_Activities_.
1. From the interview excerpt, reproduce the stretch from "Obviously the general" through "are unaware of." word for word.
2. Which companies does the interview excerpt name as having all been respectful? List them.
3. Condense the paragraph of the interview excerpt that begins "Look I'll tell you" into two sentences, keeping its main facts.

_Passage provided_.
————————

But it’s not. The thing is that I’ve spent so much time in that little room in my house recording, that now I can just plug the mike in, twiddle the knobs and dials, and just play and let it come out… and it’s good.
The thing is it’s mine, it’s my sound. It’s not something they could get at Olympic, it’s not something I could get at Olympic or any other studio. It’s something I do at home and that is so personal… but not so personal as to exclude the Who.
Somehow this album stops short of the Who. That’s the interesting thing about it. The demos are like what the Who get from me before we start recording, and apart from the fact that this is something I’ve always wanted people to know about, the thing about “Who Came First” is that it is not so much a collection of songs put together for a purpose as it would be if it was a Who album.
Obviously the general atmosphere of thing is devotional, and dedicated to Baba, and contains as much unembarrassed love for Baba as Ronnie and Billy and I could muster.
It’s very difficult for a trio like Ronnie and Billy and me to muster any kind of love without embarrassment, specially while rolling about the floor under the effects of brandy, but you know, it happens.
Ronnie’s song — which we did together when we were really inebriated — the reason I put that in was because the album is supposed to be for Baba and Ronnie’s song really makes it. It breathes Baba, an aspect of Baba that people wouldn’t imagine and also, because Baba is Christ, it brings out an aspect of Christianity that people are unaware of.
That is, the fact that Christianity is in fact a part of day-to-day life. It’s fucking fun, apart from anything else…
Look I’ll tell you, the main reason originally for this album was that I was getting very worried about those basement tapey things that were being bootlegged and what Decca said to me, indirectly, was: “These albums are selling for 11.98 in stores, and there’s nothing we can do about it under the Piracy Act because it’s not a legitimate record. We don’t mind you making them.”
They didn’t make any contract pressure or anything. In fact nobody has. Everybody in the business… I don’t know for fuck’s sake why… but everyone in the business — Track, Decca, Polydor — they’ve all been so respectful.
It’s almost as if I was a fucking monk, y’know, and that they regard making these albums as part of my therapy or something. The record companies are giving up incredible amounts of percentages. I think it’s because “Bangla Desh” set certain traditions that the industry are very proud of, and rightly so, and they are anxious to perpetuate this.

————————

_Data provided_.
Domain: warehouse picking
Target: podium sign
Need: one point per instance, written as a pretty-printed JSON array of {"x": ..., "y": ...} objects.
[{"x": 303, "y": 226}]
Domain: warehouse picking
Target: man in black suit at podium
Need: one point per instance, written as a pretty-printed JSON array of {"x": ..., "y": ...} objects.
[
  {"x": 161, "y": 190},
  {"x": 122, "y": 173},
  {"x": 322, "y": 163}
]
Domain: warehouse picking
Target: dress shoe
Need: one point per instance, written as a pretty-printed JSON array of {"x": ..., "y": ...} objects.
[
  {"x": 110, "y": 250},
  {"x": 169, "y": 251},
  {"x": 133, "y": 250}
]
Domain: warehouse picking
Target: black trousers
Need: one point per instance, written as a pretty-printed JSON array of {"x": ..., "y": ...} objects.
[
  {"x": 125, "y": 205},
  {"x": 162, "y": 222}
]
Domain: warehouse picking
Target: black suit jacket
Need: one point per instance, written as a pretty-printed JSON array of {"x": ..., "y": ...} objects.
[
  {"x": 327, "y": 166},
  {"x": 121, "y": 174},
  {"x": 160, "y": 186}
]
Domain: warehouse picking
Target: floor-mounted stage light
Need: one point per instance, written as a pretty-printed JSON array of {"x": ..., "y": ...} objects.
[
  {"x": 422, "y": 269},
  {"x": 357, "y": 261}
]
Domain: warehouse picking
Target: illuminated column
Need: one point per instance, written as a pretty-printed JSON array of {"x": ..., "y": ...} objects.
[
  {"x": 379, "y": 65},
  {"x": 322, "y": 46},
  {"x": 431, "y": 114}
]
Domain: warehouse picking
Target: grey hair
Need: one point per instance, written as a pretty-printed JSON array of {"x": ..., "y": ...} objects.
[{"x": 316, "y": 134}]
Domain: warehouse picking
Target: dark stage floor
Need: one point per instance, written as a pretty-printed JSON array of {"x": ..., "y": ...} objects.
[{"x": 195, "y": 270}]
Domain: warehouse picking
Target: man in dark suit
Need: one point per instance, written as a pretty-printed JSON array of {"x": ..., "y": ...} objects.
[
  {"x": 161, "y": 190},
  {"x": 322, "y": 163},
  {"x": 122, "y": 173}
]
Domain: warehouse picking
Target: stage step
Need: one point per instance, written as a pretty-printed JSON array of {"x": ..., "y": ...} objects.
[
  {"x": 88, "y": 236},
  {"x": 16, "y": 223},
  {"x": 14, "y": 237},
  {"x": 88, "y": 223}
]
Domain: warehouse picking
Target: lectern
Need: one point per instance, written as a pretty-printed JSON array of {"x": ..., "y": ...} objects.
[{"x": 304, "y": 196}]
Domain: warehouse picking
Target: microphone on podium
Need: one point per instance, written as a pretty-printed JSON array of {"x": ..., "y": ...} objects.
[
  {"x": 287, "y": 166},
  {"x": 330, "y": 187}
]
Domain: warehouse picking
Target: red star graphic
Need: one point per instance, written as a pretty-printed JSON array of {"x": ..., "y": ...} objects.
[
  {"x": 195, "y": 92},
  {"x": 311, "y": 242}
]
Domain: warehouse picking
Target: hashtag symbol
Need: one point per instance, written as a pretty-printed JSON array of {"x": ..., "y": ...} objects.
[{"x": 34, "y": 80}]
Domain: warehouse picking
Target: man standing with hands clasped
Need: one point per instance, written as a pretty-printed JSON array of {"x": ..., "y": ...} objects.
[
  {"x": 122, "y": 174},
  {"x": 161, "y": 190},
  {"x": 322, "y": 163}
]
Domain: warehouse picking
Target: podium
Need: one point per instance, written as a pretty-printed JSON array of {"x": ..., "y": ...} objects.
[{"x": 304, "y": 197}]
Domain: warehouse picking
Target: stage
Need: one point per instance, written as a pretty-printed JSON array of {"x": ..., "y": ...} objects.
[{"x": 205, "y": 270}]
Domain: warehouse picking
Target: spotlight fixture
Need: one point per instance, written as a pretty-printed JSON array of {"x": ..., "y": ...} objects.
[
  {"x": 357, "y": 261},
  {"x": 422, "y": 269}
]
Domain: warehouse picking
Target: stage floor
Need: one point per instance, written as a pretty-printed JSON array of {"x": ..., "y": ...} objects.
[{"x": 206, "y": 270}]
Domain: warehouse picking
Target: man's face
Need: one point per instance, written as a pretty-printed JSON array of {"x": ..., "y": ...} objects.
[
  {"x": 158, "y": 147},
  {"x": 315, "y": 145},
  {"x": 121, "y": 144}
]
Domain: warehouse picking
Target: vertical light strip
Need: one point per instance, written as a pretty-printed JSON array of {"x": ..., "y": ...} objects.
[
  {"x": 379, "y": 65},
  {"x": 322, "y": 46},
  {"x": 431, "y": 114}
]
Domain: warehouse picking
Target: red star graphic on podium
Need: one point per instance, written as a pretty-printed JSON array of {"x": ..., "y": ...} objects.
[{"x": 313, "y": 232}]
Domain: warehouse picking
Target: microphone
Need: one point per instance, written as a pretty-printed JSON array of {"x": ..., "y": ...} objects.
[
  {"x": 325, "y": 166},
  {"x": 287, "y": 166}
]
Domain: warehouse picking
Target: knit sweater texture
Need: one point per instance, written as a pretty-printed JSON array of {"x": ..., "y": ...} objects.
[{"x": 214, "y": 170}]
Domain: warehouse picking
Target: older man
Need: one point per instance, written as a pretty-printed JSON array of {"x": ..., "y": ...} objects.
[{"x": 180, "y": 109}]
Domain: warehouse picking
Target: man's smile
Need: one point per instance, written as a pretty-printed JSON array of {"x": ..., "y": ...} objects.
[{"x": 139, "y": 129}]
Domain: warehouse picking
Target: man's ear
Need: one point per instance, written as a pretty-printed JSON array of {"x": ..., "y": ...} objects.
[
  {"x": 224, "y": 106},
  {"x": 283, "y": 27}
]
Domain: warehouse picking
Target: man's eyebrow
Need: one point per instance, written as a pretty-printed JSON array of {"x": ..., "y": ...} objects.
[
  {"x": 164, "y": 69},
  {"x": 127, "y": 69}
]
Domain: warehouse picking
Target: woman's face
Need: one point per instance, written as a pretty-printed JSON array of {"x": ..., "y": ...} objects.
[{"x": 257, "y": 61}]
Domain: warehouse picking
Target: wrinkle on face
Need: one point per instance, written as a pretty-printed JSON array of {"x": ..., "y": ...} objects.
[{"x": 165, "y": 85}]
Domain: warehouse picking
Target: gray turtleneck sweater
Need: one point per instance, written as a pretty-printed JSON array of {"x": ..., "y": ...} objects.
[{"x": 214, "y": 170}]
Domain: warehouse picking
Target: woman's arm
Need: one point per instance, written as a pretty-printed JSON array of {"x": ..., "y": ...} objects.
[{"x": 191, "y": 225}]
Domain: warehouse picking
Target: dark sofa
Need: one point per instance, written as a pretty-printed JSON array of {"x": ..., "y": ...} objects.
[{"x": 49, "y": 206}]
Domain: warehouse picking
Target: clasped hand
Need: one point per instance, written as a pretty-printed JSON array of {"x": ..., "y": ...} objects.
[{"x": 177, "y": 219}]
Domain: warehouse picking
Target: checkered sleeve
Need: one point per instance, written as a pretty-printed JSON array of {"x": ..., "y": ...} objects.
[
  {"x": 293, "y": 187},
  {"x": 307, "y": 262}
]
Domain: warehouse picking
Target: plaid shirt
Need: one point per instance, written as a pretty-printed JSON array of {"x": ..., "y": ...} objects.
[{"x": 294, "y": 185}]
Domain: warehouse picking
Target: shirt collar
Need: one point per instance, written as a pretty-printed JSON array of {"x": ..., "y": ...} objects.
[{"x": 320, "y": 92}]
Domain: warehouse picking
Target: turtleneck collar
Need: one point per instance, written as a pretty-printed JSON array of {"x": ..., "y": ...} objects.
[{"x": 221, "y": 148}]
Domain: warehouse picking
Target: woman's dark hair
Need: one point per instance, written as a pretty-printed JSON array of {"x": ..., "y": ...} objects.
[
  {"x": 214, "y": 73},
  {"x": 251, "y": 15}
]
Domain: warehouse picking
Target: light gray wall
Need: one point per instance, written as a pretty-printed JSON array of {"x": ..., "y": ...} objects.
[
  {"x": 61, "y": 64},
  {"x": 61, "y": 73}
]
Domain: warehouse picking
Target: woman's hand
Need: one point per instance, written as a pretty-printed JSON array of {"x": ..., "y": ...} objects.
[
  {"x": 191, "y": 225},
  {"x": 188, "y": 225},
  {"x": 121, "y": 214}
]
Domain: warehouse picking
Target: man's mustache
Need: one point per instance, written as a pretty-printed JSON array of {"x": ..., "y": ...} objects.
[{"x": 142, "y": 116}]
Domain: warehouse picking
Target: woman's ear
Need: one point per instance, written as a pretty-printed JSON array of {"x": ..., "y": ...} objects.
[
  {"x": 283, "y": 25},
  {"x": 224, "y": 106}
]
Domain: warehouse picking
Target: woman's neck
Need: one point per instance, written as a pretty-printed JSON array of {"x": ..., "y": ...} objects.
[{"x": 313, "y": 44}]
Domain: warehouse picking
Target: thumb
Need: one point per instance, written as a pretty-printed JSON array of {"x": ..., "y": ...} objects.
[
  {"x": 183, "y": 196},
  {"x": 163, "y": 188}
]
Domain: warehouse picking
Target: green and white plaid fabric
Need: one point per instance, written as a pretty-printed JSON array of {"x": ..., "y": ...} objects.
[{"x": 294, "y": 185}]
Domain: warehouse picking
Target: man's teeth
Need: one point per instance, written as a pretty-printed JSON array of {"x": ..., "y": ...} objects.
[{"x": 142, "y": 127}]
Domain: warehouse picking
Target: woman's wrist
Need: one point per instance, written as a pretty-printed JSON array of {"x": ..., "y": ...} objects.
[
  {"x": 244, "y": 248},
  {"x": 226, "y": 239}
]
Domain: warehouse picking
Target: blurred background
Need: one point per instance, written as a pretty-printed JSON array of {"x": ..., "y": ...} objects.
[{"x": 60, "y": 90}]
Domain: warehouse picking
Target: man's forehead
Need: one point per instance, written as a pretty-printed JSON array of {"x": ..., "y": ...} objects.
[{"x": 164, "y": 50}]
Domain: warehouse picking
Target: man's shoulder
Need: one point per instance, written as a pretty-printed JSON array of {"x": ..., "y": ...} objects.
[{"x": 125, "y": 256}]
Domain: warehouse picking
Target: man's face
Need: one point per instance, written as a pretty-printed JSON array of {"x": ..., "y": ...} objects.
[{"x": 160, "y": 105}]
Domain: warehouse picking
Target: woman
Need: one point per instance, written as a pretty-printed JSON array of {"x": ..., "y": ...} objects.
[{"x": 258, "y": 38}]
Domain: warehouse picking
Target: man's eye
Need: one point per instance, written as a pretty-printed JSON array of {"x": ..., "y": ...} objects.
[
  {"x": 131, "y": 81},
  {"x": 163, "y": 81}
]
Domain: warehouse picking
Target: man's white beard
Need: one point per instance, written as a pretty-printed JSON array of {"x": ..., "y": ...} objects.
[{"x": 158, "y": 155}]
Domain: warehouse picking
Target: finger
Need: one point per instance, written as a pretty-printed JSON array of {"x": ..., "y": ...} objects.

————————

_Answers for the tasks_.
1.
Obviously the general atmosphere of thing is devotional, and dedicated to Baba, and contains as much unembarrassed love for Baba as Ronnie and Billy and I could muster.
It’s very difficult for a trio like Ronnie and Billy and me to muster any kind of love without embarrassment, specially while rolling about the floor under the effects of brandy, but you know, it happens.
Ronnie’s song — which we did together when we were really inebriated — the reason I put that in was because the album is supposed to be for Baba and Ronnie’s song really makes it. It breathes Baba, an aspect of Baba that people wouldn’t imagine and also, because Baba is Christ, it brings out an aspect of Christianity that people are unaware of.

2.
- Track
- Decca
- Polydor

3. The album started mainly because the speaker had become worried about basement tapes being bootlegged. Decca indirectly told the speaker that these albums sold for 11.98 in stores, that nothing could be done under the Piracy Act because they weren't legitimate records, and that it didn't mind the speaker making them.